───── EXERCISE MATERIAL

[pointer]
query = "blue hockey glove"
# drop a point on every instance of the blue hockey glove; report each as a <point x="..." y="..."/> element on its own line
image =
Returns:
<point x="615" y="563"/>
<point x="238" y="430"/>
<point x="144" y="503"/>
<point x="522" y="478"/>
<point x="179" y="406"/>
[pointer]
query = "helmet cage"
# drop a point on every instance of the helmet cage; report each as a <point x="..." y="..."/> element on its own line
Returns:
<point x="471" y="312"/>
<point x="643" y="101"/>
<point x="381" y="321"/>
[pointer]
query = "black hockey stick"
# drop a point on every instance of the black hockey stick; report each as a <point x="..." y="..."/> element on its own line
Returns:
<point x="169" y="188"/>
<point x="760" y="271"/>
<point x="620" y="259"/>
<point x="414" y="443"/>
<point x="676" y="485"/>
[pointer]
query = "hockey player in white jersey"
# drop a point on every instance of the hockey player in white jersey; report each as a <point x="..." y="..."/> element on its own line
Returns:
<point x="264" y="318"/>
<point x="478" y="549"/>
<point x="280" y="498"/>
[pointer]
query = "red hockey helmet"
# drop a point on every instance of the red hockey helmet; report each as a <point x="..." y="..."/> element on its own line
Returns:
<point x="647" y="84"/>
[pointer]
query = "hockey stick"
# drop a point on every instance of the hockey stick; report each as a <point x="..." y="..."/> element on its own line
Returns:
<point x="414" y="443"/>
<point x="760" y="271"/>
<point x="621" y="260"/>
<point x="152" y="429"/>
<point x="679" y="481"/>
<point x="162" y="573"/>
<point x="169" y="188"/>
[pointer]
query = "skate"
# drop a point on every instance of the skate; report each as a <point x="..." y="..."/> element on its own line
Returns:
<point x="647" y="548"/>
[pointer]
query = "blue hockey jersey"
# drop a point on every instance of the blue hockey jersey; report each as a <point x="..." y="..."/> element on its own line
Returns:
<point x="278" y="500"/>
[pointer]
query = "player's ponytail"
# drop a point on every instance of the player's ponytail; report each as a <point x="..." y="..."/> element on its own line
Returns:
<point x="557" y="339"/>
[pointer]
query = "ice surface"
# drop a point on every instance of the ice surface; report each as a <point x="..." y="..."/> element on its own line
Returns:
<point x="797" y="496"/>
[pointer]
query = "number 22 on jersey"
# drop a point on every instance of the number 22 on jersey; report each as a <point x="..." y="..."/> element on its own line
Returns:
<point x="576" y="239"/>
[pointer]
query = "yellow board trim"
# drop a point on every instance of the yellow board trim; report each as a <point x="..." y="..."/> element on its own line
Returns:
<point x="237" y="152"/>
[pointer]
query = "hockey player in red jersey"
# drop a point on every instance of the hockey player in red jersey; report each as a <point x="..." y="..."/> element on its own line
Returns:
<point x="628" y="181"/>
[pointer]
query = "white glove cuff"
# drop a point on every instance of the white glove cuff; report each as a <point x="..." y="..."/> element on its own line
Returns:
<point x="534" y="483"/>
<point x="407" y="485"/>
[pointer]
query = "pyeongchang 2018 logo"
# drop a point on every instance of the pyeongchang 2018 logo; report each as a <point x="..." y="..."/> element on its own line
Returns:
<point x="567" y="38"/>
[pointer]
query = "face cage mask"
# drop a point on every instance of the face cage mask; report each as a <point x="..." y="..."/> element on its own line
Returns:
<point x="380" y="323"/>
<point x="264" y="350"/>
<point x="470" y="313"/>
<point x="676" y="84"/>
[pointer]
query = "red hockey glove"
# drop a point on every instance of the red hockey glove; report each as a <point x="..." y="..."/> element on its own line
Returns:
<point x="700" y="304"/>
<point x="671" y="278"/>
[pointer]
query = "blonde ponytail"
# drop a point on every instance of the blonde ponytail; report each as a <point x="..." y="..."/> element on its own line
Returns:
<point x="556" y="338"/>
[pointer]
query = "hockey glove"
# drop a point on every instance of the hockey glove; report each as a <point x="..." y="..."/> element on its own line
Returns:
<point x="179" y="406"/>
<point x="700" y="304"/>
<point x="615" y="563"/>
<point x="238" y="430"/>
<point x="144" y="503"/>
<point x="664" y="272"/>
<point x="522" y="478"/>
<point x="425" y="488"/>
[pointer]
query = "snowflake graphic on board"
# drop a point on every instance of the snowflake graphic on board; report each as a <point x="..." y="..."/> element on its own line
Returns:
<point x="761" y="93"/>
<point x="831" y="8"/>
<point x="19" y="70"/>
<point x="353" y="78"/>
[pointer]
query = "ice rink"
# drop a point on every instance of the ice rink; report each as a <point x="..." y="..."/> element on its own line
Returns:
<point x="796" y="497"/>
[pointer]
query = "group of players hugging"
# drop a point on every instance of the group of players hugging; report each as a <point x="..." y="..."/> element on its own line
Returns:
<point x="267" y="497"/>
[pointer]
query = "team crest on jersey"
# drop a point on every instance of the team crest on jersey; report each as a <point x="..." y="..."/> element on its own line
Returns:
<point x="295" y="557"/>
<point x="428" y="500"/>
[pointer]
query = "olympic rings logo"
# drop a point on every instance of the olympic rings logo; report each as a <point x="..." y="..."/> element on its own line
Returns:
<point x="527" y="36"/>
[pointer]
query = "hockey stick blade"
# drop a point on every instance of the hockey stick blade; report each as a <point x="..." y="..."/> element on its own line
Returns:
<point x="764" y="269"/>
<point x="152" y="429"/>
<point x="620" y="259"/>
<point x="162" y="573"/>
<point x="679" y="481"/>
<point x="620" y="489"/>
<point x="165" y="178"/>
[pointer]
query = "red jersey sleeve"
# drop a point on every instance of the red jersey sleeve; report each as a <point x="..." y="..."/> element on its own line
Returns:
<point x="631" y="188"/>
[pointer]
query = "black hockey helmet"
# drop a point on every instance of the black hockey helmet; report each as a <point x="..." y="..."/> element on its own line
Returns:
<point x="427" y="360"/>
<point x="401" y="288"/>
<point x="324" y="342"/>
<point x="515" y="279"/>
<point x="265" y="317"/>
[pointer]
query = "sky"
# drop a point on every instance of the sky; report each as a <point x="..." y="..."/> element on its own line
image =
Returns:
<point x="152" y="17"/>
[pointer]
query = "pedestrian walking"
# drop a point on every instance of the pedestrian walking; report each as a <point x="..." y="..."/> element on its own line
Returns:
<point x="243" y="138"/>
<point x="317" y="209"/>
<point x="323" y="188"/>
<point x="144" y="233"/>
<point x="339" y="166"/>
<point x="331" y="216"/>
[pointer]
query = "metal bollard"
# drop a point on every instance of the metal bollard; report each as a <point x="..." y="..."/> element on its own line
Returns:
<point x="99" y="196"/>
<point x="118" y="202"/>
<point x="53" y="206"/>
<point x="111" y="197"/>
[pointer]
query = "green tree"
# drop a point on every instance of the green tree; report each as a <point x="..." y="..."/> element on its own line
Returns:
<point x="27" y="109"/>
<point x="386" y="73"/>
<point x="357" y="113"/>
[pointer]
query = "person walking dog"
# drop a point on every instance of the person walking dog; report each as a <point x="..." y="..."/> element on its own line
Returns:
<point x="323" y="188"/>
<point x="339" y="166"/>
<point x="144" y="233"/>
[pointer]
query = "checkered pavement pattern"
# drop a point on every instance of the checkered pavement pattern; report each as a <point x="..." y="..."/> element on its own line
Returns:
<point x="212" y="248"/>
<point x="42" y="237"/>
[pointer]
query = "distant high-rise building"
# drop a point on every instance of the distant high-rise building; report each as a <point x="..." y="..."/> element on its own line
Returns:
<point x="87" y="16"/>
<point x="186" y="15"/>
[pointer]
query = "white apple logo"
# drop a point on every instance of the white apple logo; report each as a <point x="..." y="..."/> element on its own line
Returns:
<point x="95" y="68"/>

──────────

Copy out each line of the records where the word "hugging" appears.

query = "group of players hugging"
# drop a point on every instance of the group of players hugging; report each as a <point x="..." y="..."/> element on its own line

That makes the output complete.